## Request
Rescale the listing from the line containing "Labeling job #4072 — target category: white football" through the end, both included. Give every line again with each bounding-box coordinate multiplied by 0.55 and rounded to a whole number (halves up), keep all other text unchanged, and leave out the pictures.

## Record extracts
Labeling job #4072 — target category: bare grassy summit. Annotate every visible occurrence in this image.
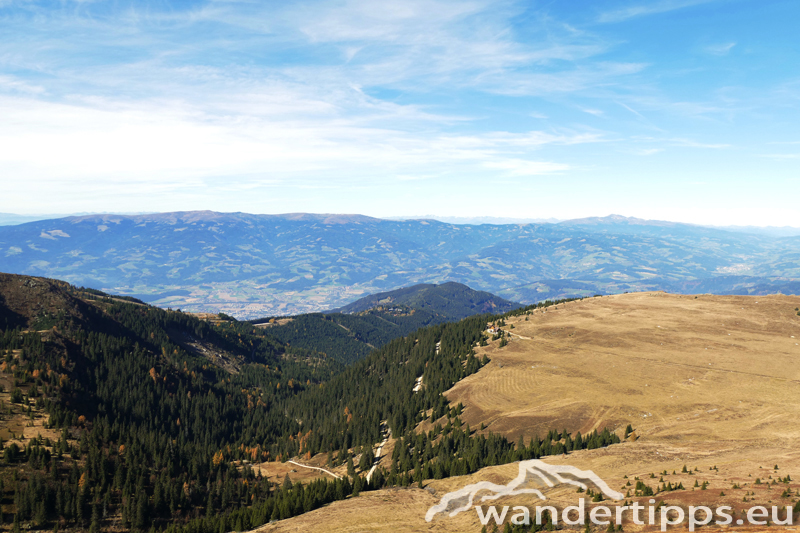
[262,292,800,533]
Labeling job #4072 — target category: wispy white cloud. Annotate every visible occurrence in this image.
[704,43,736,56]
[597,0,715,23]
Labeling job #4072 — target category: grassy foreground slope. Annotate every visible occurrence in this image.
[262,292,800,533]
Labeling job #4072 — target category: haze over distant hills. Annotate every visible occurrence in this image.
[0,211,800,318]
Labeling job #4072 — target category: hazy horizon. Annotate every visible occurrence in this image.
[0,0,800,226]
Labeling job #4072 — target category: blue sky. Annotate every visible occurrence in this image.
[0,0,800,226]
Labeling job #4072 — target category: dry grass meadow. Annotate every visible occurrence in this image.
[252,292,800,533]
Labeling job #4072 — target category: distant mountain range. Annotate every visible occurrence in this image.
[0,211,800,318]
[333,281,523,318]
[251,282,523,364]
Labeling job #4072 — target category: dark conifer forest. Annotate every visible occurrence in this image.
[0,276,619,533]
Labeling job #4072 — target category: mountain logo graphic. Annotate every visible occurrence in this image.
[425,459,625,522]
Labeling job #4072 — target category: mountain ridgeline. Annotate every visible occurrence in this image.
[332,282,523,321]
[0,211,800,319]
[0,274,619,533]
[251,282,523,364]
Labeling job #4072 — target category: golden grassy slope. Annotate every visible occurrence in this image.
[255,293,800,532]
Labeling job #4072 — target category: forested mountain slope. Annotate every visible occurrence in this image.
[251,282,522,363]
[332,281,522,320]
[0,274,618,533]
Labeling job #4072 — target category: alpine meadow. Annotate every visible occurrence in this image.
[0,0,800,533]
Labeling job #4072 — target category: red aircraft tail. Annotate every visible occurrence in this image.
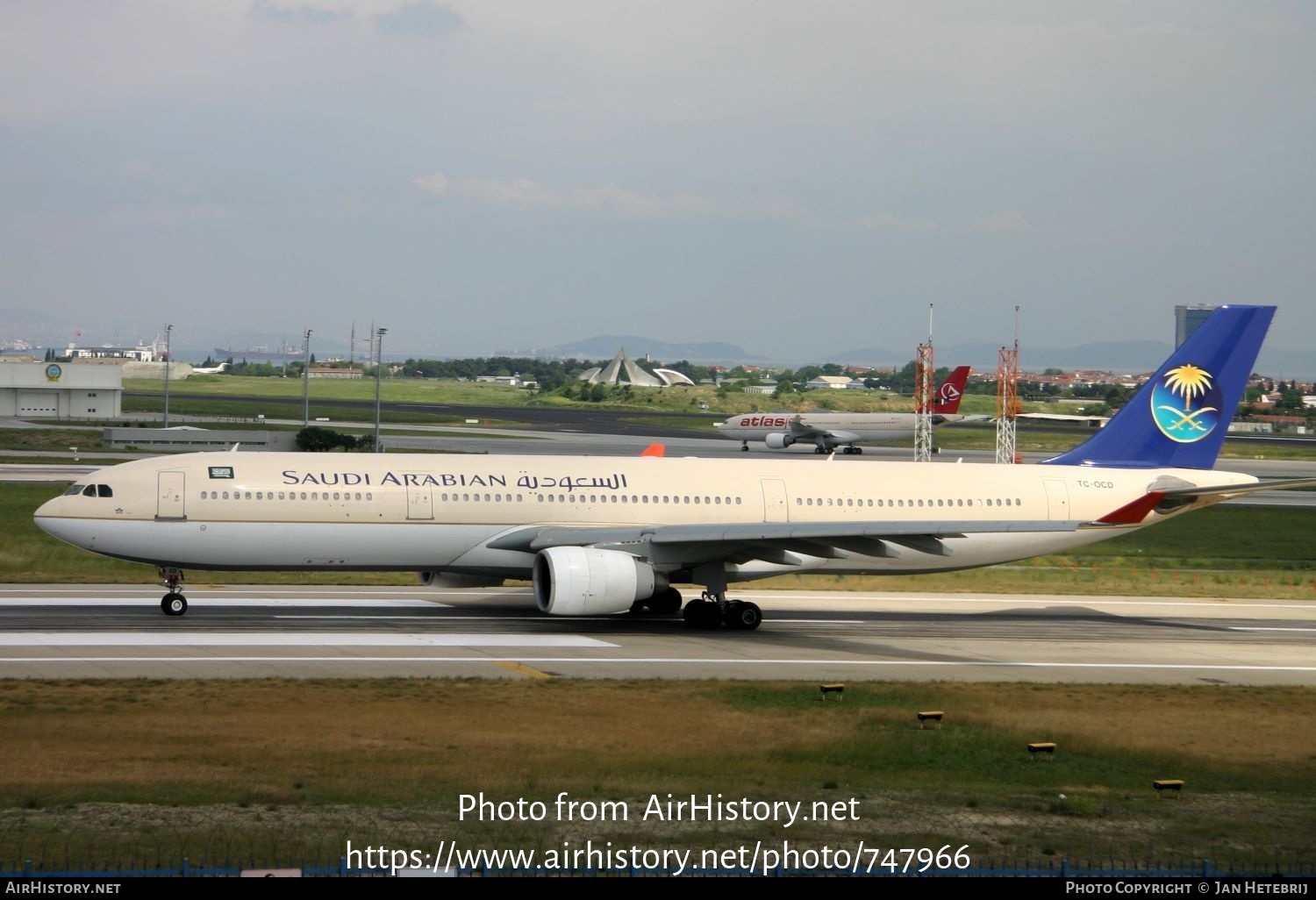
[932,366,969,416]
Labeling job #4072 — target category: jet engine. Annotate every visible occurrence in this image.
[416,573,503,589]
[534,547,668,616]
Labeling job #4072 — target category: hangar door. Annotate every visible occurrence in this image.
[18,391,60,416]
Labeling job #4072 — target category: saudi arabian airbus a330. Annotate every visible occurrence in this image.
[36,307,1316,629]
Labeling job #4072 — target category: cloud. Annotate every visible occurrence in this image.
[412,173,733,218]
[974,210,1028,232]
[860,213,937,232]
[252,0,352,25]
[375,0,466,37]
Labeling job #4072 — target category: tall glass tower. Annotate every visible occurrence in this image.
[1174,304,1215,347]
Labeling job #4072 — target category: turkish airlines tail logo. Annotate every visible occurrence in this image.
[932,366,969,416]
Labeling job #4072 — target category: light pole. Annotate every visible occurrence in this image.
[165,325,174,428]
[375,328,389,453]
[302,328,311,428]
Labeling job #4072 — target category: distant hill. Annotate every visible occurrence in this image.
[826,341,1171,374]
[539,334,760,365]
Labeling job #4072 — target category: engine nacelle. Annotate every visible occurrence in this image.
[534,547,668,616]
[416,573,503,589]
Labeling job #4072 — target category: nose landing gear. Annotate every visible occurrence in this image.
[157,566,187,616]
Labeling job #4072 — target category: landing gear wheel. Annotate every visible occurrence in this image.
[723,600,763,632]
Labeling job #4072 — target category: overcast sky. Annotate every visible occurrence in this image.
[0,0,1316,360]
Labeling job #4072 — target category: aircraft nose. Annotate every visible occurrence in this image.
[32,495,65,534]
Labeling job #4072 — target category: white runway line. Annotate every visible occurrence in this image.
[0,657,1316,673]
[0,632,618,649]
[0,594,452,610]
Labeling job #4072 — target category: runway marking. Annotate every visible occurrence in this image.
[0,657,1316,673]
[499,662,553,681]
[737,591,1312,611]
[0,632,618,649]
[0,597,452,610]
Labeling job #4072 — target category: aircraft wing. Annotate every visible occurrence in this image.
[489,521,1081,565]
[1157,478,1316,502]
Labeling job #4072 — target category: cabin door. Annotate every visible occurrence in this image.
[1044,478,1069,523]
[155,473,187,520]
[407,484,434,520]
[760,478,786,523]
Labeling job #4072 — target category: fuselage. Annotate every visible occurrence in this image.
[28,453,1255,581]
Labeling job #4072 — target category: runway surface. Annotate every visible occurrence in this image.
[0,584,1316,686]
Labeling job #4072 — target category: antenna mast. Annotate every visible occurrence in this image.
[913,303,937,462]
[997,305,1020,465]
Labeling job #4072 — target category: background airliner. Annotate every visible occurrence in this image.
[718,366,969,453]
[36,307,1316,629]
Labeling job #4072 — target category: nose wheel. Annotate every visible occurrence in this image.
[158,566,187,616]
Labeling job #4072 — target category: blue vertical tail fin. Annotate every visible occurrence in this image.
[1044,307,1276,468]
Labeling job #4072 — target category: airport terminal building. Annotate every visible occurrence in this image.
[0,362,124,418]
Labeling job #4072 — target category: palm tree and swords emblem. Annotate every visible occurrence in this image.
[1152,363,1221,444]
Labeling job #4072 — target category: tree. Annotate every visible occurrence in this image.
[297,425,340,453]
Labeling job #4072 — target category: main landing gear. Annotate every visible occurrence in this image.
[631,589,681,616]
[157,566,187,616]
[682,591,763,632]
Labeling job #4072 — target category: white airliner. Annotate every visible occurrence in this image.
[36,307,1316,629]
[718,366,969,453]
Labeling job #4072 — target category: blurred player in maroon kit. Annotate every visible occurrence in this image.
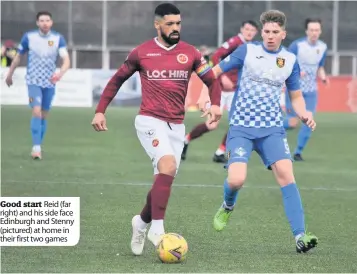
[181,20,258,163]
[92,3,221,255]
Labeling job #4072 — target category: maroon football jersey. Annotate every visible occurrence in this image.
[211,34,245,91]
[98,38,220,123]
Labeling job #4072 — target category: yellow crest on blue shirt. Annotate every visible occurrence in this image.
[276,57,285,68]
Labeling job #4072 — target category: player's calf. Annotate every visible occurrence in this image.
[271,159,295,187]
[148,155,177,246]
[271,159,317,253]
[213,163,247,231]
[31,106,42,159]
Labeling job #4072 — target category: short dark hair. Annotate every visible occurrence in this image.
[241,20,259,29]
[36,11,52,20]
[305,18,322,30]
[155,3,180,17]
[260,10,287,28]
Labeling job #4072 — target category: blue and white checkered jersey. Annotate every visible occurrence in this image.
[289,37,327,92]
[219,43,300,128]
[18,30,68,88]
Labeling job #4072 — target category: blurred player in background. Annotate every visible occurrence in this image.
[92,3,221,255]
[284,19,328,161]
[1,40,17,67]
[6,11,70,159]
[209,10,317,253]
[181,20,258,163]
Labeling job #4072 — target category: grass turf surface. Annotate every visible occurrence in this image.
[1,106,357,273]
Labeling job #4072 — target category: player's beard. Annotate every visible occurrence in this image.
[161,31,180,46]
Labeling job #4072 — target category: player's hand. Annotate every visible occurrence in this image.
[321,77,330,86]
[201,105,222,124]
[92,113,108,131]
[51,72,62,84]
[301,111,316,131]
[221,74,234,90]
[5,75,12,87]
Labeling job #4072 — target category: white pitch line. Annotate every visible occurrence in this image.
[1,180,357,192]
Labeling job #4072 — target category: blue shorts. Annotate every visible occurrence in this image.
[27,85,55,111]
[285,91,317,118]
[226,126,292,169]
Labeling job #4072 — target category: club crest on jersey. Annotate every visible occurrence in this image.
[177,53,188,64]
[276,57,285,68]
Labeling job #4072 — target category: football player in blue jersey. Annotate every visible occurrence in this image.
[207,10,318,253]
[5,11,70,159]
[284,19,329,161]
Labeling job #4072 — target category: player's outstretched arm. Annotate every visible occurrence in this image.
[92,49,139,131]
[211,37,240,65]
[285,59,316,130]
[317,49,329,84]
[5,53,21,87]
[51,35,71,84]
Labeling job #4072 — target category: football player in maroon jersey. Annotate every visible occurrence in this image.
[92,3,221,255]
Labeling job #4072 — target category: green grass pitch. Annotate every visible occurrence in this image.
[1,106,357,273]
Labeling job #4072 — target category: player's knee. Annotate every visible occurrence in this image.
[227,163,247,189]
[206,121,219,131]
[271,159,295,187]
[157,155,177,176]
[289,118,299,128]
[32,106,42,118]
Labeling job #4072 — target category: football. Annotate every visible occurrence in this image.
[156,233,188,264]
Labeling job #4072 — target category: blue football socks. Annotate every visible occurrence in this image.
[281,183,305,236]
[224,179,238,209]
[41,119,47,143]
[294,124,312,154]
[31,117,42,146]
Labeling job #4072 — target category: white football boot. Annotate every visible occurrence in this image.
[131,215,147,255]
[148,229,165,247]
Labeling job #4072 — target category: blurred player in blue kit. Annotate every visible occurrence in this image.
[209,10,318,253]
[284,19,329,161]
[5,11,70,159]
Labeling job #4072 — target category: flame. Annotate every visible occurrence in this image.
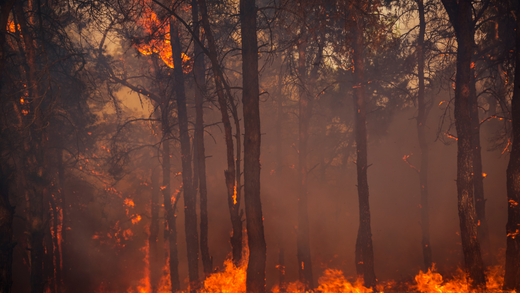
[132,215,141,225]
[201,258,247,293]
[125,198,135,207]
[414,265,504,293]
[135,7,190,69]
[233,181,237,205]
[7,20,20,33]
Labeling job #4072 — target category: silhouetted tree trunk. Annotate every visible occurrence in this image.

## Exercise response
Labeling job #4072 — target category: white football boot. Annotate every visible occurrence in this image.
[72,118,81,140]
[81,126,91,136]
Labeling job #4072 — target category: blurred player in blue kit. Annotate every visible occurrence in this image.
[115,6,175,139]
[156,10,181,89]
[3,6,39,87]
Labeling job #4072 — target category: flame. Annotate every visible occurrence in this image.
[73,118,78,124]
[111,142,136,161]
[69,109,74,114]
[228,146,277,161]
[74,4,105,38]
[128,100,130,113]
[4,11,11,18]
Labeling job #4072 — target category: silhouetted tree trunk. Annotate every visible occurrence in this image.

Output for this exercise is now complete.